— Start —

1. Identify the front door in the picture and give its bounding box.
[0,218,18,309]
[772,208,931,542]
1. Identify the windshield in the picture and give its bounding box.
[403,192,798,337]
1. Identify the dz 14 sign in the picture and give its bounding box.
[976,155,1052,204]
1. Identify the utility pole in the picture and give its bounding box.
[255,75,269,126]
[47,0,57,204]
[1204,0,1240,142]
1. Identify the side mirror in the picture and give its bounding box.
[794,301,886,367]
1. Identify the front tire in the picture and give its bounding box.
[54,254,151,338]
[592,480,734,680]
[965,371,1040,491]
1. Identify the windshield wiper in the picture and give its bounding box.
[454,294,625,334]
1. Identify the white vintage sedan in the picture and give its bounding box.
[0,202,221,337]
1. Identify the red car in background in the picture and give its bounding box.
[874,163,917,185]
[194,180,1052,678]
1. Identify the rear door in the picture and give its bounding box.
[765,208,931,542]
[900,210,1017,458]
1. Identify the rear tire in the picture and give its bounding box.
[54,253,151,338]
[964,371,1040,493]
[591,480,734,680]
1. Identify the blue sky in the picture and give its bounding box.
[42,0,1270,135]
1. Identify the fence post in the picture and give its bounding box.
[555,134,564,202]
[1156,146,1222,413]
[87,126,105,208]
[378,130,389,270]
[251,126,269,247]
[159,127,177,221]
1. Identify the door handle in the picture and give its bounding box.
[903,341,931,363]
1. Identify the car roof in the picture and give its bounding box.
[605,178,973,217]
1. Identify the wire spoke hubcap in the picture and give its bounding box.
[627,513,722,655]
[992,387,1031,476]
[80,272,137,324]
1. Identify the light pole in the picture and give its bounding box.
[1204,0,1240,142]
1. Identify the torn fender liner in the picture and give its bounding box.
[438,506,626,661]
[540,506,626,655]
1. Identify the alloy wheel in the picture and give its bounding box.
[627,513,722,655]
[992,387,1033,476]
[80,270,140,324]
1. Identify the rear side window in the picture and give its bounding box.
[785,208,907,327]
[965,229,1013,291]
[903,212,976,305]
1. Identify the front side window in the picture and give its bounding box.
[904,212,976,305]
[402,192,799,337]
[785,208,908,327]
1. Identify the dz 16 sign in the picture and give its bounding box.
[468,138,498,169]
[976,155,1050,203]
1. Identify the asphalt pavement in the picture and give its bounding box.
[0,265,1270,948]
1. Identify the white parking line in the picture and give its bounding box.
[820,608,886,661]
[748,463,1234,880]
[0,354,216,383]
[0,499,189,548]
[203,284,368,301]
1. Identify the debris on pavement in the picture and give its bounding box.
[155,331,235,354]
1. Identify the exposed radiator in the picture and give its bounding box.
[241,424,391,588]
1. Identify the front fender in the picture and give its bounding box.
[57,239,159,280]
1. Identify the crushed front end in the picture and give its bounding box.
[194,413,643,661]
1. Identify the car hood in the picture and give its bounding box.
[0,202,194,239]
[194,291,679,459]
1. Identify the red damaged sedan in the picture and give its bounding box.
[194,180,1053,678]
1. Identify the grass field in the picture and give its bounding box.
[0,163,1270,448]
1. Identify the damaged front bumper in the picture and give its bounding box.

— End —

Reproduce every item above verbatim, keeping them in their original order.

* [Solution to this problem]
1. Identify the front door in the picture and give its bounding box.
[0,218,18,309]
[772,208,931,542]
1. Identify the windshield in the picture and give its bounding box.
[403,192,798,337]
1. Identify the dz 14 sign in the picture and give its bounding box.
[976,155,1052,204]
1. Identify the utility pole in the picture and give its bounding box.
[255,75,269,126]
[47,0,57,204]
[1204,0,1240,142]
1. Identify the side mirror in the picture and give its bounding box.
[794,301,886,367]
1. Identify the front tire in the picture and give its bounding box.
[54,254,151,338]
[592,480,734,680]
[965,371,1040,491]
1. Identify the windshield wiper in the picture and give its bounding box.
[454,294,625,334]
1. Identify the white vintage sedan in the picture and give its bounding box.
[0,202,221,337]
1. Identify the red car in background in the picture and give its bounding box.
[874,163,917,185]
[194,180,1052,678]
1. Identify the rear door in the picture and give its bounding box.
[765,208,931,542]
[900,210,1017,458]
1. Identify the rear tire in the picture and give its bounding box.
[54,253,151,338]
[964,371,1040,493]
[591,480,734,680]
1. Identify the blue sky in the picture and give its bounding box.
[42,0,1270,135]
1. Identify the fence post in the picture and give its bounding box.
[555,134,564,202]
[1156,146,1222,413]
[87,126,105,208]
[378,130,389,270]
[251,126,269,247]
[159,127,177,221]
1. Identify the door handle in the picture and give its bounding box.
[903,341,931,363]
1. Identify the car roof in the picture and give its bounding box.
[605,178,973,217]
1. Identify the wire spoke hubcap in the picture and give its bounding box.
[627,513,722,655]
[992,387,1031,476]
[80,272,137,324]
1. Identify the light pole in the picture and give its bounding box.
[1204,0,1240,142]
1. Identify the torn fender liner in the picture and give its bounding box.
[438,506,626,661]
[540,506,626,655]
1. Identify the alloy wheel in the picture and give its bounding box.
[627,513,722,655]
[992,387,1033,476]
[80,270,140,324]
1. Identify the rear side window in the picture and give its bounding box.
[785,208,907,327]
[965,229,1013,291]
[903,212,976,305]
1. Identify the front side window in the picture and give its bounding box.
[904,212,976,305]
[402,192,799,337]
[785,208,908,327]
1. Identify the dz 16 sign in the picture and give its bounding box.
[468,138,498,169]
[976,155,1050,203]
1. Identify the asphalt pavement in the picture and give its bounding box.
[0,265,1270,948]
1. Identify the white parking line in the picture and give its bounding box.
[820,608,886,661]
[748,463,1234,880]
[0,354,216,383]
[0,499,189,548]
[203,284,368,301]
1. Identify the debris on pavement in the picture and give its bounding box.
[155,331,235,354]
1. Identify the exposed radiator in the picture and give its bounding box.
[241,424,391,588]
1. Identify the front fender in the picture and give its bounding box.
[57,239,159,280]
1. Identify the crushed front end in the picture and give its bounding box.
[194,413,643,661]
1. Identify the car hood in the picture and give its bounding box.
[0,202,194,239]
[194,291,679,459]
1. Identify the red damaged sedan in the picture and give its bounding box.
[194,180,1053,678]
1. Identify the grass field in the picture and give its bounding box.
[0,163,1270,448]
1. Identify the damaged front bumper in the picture and give its bounding box.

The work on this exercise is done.